*Dataset excerpts:*
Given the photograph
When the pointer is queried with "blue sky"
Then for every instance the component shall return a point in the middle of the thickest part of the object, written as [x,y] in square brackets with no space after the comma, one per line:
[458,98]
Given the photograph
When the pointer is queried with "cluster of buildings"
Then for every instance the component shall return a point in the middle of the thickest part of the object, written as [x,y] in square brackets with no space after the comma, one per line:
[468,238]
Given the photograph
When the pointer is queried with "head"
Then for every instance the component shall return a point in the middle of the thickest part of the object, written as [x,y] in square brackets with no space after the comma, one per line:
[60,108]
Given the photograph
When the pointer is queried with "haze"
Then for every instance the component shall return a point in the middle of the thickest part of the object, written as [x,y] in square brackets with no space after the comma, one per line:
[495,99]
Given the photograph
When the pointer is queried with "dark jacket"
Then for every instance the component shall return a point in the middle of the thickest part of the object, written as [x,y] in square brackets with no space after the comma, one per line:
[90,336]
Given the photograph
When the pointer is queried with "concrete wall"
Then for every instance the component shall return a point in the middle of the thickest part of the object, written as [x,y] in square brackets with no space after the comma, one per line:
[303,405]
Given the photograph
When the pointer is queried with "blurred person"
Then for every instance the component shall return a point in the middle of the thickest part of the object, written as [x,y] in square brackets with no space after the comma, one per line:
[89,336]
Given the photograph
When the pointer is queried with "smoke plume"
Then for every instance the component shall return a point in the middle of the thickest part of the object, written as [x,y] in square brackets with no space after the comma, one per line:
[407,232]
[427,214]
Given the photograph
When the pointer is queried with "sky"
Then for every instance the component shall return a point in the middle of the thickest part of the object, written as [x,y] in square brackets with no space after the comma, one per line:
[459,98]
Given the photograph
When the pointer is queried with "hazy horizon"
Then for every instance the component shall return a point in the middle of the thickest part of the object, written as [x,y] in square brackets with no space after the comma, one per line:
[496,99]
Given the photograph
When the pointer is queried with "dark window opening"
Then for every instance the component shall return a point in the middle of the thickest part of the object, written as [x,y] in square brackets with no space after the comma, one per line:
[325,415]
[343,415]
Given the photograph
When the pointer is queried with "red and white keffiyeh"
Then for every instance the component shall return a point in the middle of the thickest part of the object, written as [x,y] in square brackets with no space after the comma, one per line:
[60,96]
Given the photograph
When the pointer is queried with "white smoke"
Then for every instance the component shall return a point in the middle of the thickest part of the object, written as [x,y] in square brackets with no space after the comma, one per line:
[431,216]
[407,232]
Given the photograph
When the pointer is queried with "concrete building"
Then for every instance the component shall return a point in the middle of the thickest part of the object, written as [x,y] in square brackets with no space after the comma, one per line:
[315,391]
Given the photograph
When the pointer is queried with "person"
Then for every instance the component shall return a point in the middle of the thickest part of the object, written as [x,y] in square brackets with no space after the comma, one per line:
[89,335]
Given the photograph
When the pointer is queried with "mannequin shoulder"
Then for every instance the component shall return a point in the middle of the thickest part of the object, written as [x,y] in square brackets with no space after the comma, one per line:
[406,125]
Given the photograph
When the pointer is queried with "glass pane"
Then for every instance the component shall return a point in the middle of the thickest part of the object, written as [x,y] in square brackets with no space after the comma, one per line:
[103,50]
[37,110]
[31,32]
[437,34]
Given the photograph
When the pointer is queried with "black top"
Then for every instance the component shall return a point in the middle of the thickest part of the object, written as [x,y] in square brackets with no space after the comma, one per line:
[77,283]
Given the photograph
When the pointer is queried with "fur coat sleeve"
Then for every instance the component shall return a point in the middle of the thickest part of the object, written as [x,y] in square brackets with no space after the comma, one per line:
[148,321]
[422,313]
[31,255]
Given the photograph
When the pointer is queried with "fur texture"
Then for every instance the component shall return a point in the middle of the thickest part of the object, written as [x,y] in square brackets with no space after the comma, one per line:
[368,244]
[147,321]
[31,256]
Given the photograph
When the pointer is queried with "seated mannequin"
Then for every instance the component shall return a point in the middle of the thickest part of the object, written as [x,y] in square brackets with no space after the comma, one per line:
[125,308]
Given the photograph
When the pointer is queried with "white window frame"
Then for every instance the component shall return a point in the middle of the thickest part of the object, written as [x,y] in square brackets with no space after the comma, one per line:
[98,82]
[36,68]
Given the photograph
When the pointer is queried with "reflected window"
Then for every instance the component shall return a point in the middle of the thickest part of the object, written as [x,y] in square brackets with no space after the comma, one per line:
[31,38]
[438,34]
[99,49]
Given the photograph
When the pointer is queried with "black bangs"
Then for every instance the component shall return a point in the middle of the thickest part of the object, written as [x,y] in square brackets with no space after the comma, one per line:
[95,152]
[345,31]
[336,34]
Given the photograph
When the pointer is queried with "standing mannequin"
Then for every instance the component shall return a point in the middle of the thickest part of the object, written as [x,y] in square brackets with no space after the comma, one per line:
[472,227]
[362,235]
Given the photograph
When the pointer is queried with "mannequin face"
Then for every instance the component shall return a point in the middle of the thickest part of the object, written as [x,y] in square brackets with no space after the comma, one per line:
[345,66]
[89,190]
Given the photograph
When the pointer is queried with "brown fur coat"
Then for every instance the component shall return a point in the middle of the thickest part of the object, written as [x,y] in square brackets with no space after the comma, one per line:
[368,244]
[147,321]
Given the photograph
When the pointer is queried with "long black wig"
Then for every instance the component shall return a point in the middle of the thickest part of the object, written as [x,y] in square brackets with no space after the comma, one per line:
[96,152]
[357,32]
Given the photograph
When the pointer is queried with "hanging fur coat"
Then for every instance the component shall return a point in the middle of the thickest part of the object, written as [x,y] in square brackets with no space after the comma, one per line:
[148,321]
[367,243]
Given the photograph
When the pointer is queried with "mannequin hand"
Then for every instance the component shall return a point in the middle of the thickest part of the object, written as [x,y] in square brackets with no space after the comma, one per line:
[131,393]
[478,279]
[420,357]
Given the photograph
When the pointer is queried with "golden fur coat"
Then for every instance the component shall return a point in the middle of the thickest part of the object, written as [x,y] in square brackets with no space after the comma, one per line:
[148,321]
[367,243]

*The exercise:*
Please give back all of the records exactly as written.

*Answer below:*
Given the photograph
When the pointer is queried with "blue sky"
Then for every instance the component shall return a point in the middle of the thickest part of the object, written as [x,y] in square brackets with no space after the comma, one per line:
[458,98]
Given the photograph
When the pointer is queried with "cluster of buildings"
Then for every instance the component shall return a point in the middle of the thickest part of the object, written as [x,y] in square brackets with no space after the comma, one per line:
[468,238]
Given the photograph
When the pointer is queried with "head"
Then for every instance the component shall return a point in the middle of the thickest part of the object, written as [x,y] in square brackets with no space after the comma, one per line:
[60,108]
Given the photograph
When the pointer is queried with "haze"
Then for every instance the component shall return a point in the middle of the thickest part of the object, written as [x,y] in square brackets with no space after the comma, one per line:
[495,99]
Given the photograph
When the pointer is queried with "dark jacket"
Then for every instance the component shall return a point in the middle of the thickest part of the object, written as [x,y] in square brackets with no space after the comma, one per line:
[90,336]
Given the photograph
When the pointer is queried with "concrete wall"
Then for every instance the component shall return a point in the middle of the thickest part of the object, written as [x,y] in square brackets with no space after the comma, one per line:
[303,405]
Given the photograph
When the pointer is queried with "blurred person"
Then for every instance the component shall return a point in the middle of the thickest part of the object, written as [x,y] in square brackets with no space after the comma, one per line:
[89,336]
Given the photograph
When the pointer is queried with "smoke plume"
Then for every instance the component shall return a point in the middle of the thickest part of the object, written as [x,y] in square brackets with no space after the comma, one per line:
[407,232]
[427,214]
Given the photograph
When the pointer is queried with "sky"
Then for every instance the component shall return a point in the middle of the thickest part of the object, written as [x,y] in square brackets with no space after the comma, one per line:
[459,98]
Given the photograph
When the pointer is queried with "hazy horizon"
Then for every instance the component shall return a point in the middle of the thickest part of the object, written as [x,y] in square brackets with no space after the comma, one per line:
[496,99]
Given the photograph
When the pointer is queried with "dark window opening"
Then for every instance the component shall return a point in the middle of the thickest part of the object, written as [x,y] in square brackets with no space after the comma, one per line:
[325,415]
[343,415]
Given the photograph
When the pointer is queried with "red and white keffiyeh"
Then for every instance the component shall return a point in the middle of the thickest part of the object, written as [x,y] in square brackets with no space after the comma, one per line:
[60,96]
Given the photograph
When the pointer is queried with "white smoke"
Then for every instance the component shall return a point in the middle of the thickest part of the object, written as [x,y] in square brackets with no space after the comma, one per line:
[431,216]
[407,232]
Given the photograph
When the pointer is queried with "concrete building"
Then for every instance the component shall return a point in the middle of the thickest part of the object, written as [x,y] in square brackets with no space after the comma, one per line:
[315,391]
Given the photograph
When the pointer is queried with "person"
Then for every instance the component shall return a point in the middle of the thickest part of the object, written as [x,y] in square brackets with no space after the comma, one per line:
[89,335]
Given the photograph
When the pointer is queried with "mannequin shoulder"
Then for every instance the component shall return a point in the middle of the thickest part of the object, written as [x,y] in square brackets with no space after the comma, one per line:
[406,125]
Given the photograph
When the pointer is queried with "glass pane"
Then for every instance the component shall return a point in the middle of the thickest part of the object, written as [x,y] in square brackets with no space after the comma, one per line:
[103,50]
[37,110]
[31,32]
[437,34]
Given the photograph
When the pointer is queried with "black top"
Then for every instance the component shall return a point in the middle of the thickest part of the object, written as [x,y] in square brackets with no space after the comma, one per line:
[77,283]
Given the photograph
When the pointer is queried with "fur coat sleeve"
Then for every instance the component shall return a point in the middle of the thickest part of the object, written as [x,y] in square brackets with no space after the comma, one per line:
[148,321]
[422,313]
[31,255]
Given the photograph
When the pointer is queried with "fur texture"
Then for every instance the component shall return a point in the middle of the thickest part of the object, written as [x,y] in square brackets with no space after the comma, one per line:
[368,244]
[147,321]
[31,256]
Given the photograph
When the pointer is queried with "seated mannequin"
Then for every instance the component shall return a point in the middle of the thickest part of the object, written as [x,y] in square brackets with no space after the comma, one per line:
[125,308]
Given the photograph
When the pointer is queried with "white window frame"
Then for every instance the component shall return a point in the middle of the thickest part of the object, written as [x,y] in square brackets with no space after the comma, one per line:
[98,82]
[36,68]
Given the photograph
When the pointer is queried with "reflected window"
Then for every instance the component shall return a point in the middle of the thickest part of the object, written as [x,y] in square brackets with no space after the comma, one per line:
[31,38]
[438,34]
[99,49]
Given the photograph
When the pointer is queried with "black bangs"
Then for every instance the component shall return a point in the middle of the thickest part of the object, written as [x,y] in square brackets with no space after the comma, one per line:
[95,152]
[345,31]
[336,34]
Given the photograph
When the pointer is queried with "standing mannequin"
Then for every instance the component shall return a point in the middle of the thickest part of the object, written as [x,y] in square brackets with no space after the comma, one per line:
[472,227]
[362,235]
Given the photograph
When the pointer is queried with "mannequin face"
Then for every instance the component shall return a point in the middle of the thickest part of the object, written as [x,y] in square brackets with no space after the comma, one per line:
[345,66]
[89,190]
Given the photograph
When the pointer is queried with "brown fur coat"
Then for every instance the component shall return a point in the middle of the thickest part of the object, written as [x,y] in square brackets with no space after the comma, one per line:
[368,244]
[147,321]
Given the photograph
When the pointer is queried with "long black wig"
Then for every instance the component shall return a point in the middle of the thickest part of the object, written as [x,y] in square brackets with no space after the comma, one per line:
[96,152]
[357,32]
Given the photograph
When the pointer is queried with "hanging fur coat"
Then for every instance the component shall return a point in the middle of the thickest part of the object, written as [x,y] in square brackets with no space after the comma, one per line:
[148,321]
[367,243]
Given the photograph
When the pointer is queried with "mannequin hand"
Then for every instance the component shall return a point in the middle of the thickest part of the object, written as [x,y] in square brackets with no space after the comma, one per line:
[131,393]
[478,279]
[420,357]
Given the photograph
When the pointer is queried with "golden fur coat"
Then for every instance the component shall return a point in the middle of the thickest part of the object, written as [x,y] in square brackets with no space after the comma, one per line:
[148,321]
[367,243]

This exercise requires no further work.